EXTRACT PROVIDED:
»»
Development and applications of paleontological computed tomography
Received date: 2017-08-08
Online published: 2019-01-20
The traditional serial grinding method used to investigate the internal structure of fossils cannot be readily applied to valuable fossil specimens due to its destructive and time-consuming nature. Computed tomography (CT) is an ideal non-destructive technique for investigating the internal structure of fossils, in which thousands of serial images are obtained and used to produce an accurate reconstruction of the internal morphology. This paper reviews the design, development and applications of the first CT system in China dedicated exclusively to scanning fossils. The 225 kV three-dimensional (3D) fossil micro-CT (225-3D-μCT) is capable of high-resolution volumetric imaging, with a resolution up to 5 μm, and can accommodate specimens measuring up to 100 mm in diameter and 100 mm in length. The 450 kV ordinary fossil CT (450-TY-ICT) can produce high signal-to-noise ratio (SNR) images of specimens ranging up to 800 mm in diameter and 1000 mm in length, with a resolution up to 200 μm. Two paleontological CT facilities represent a high-performance platform offering the functional diversity needed to meet the demands of studying fossils at a variety of different scales. The two machines have become indispensable for paleontological research in China.
««
SOURCE EXCERPT:
»»
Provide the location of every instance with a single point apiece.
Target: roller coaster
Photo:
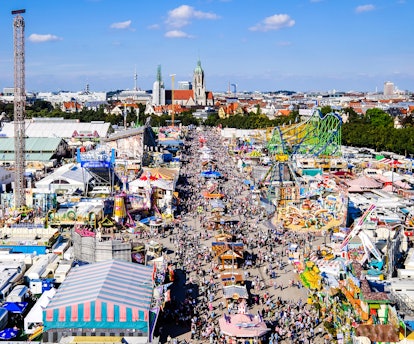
(316, 136)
««
THE EXERCISE: In the abstract on paleontological computed tomography, what is the highest resolution the 225 kV fossil micro-CT can reach? The listing was drawn from a separate source.

RESULT OF THIS TASK: Up to 5 μm.